Sin embargo, frente al bombardeo de información sobre las dos estrellas fulgurantes, llama la atención el silencio sobre, por ejemplo, un Jesús Navas que se ha convertido en uno de los grandes jugadores de nuestra historia. O el que pesa también sobre Dani Olmo, uno de los máximos goleadores del torneo y a cuyo cabezazo bajo los palos de Unai Simón debemos nuestra victoria en la final. El silencio de la prensa sobre ambos jugadores es atronador. Ninguno de ellos ‘vende’.

La selección necesita con urgencia un asesor de imagen que corrija estos desequilibrios y, de paso, haga otros trabajos imprescindibles porque, seamos claros, a estas alturas, lo de la celebración no deja de ser un espectáculo bochornoso que da vergüenza ajena. Es como retransmitir una despedida de soltero con un grupo de muchachos hasta arriba de cerveza y con ganas de cachondeo, que eso uno lo entiende si nadie te está viendo, pero en directo frente a millones de espectadores produce cierto pudor. Sin los chistes del camarero de Pepe Reina, pero con Morata pidiendo la invasión de Gibraltar. Un cuadro. Sobraba testosterona y faltaban neuronas, se echó de menos alguien que ordenara semejante desaguisado.

Y el asesor de imagen habría evitado también el follón de los saludos al presidente del Gobierno. Porque en este tema no hay discusión: los jugadores no están para alimentar polémicas políticas. Es un acto institucional con un protocolo, guste o no. Y hay que cumplirlo. Claro que Carvajal (de este lío se salvó curiosamente Lamine, aunque hizo lo mismo) es muy libre de pensar lo que quiera de Pedro Sánchez, pero no es el momento ni el lugar, porque lo que ha conseguido con su actitud es eclipsar un ritual protocolario de celebración para convertirlo un debate ajeno al fútbol —de nuevo las dos Españas— que embarra la victoria de la selección. Que alguien haga algo pronto porque esto acaba de comenzar. Y hay éxito para rato.

### EJERCICIOS PROPUESTOS:
1. Resuma el texto de referencia en dos oraciones.
2. Conteste brevemente, a partir del texto de referencia:
(a) ¿A qué jugador se debe la victoria en la final, gracias a su cabezazo?
(b) ¿Qué pidió Morata durante la celebración?
(c) ¿Qué jugador se salvó del lío de los saludos, aunque hizo lo mismo que Carvajal?
Para resolver los ejercicios no se requiere consultar los datos.

### DATOS:
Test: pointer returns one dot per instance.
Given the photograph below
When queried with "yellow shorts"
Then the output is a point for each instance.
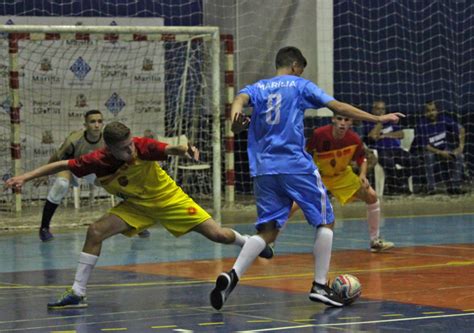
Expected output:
(178, 217)
(343, 186)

### SOLUCIONES:
1. El texto de referencia lamenta el silencio de la prensa sobre Jesús Navas y Dani Olmo, frente al bombardeo de información sobre las dos estrellas fulgurantes, y reclama para la selección un asesor de imagen que corrija ese desequilibrio y ponga orden en una celebración que califica de espectáculo bochornoso. Según el texto, ese asesor también habría evitado el follón de los saludos al presidente del Gobierno, pues los jugadores deben cumplir el protocolo de un acto institucional y no alimentar polémicas políticas.

2.
(a) A Dani Olmo.
(b) La invasión de Gibraltar.
(c) Lamine.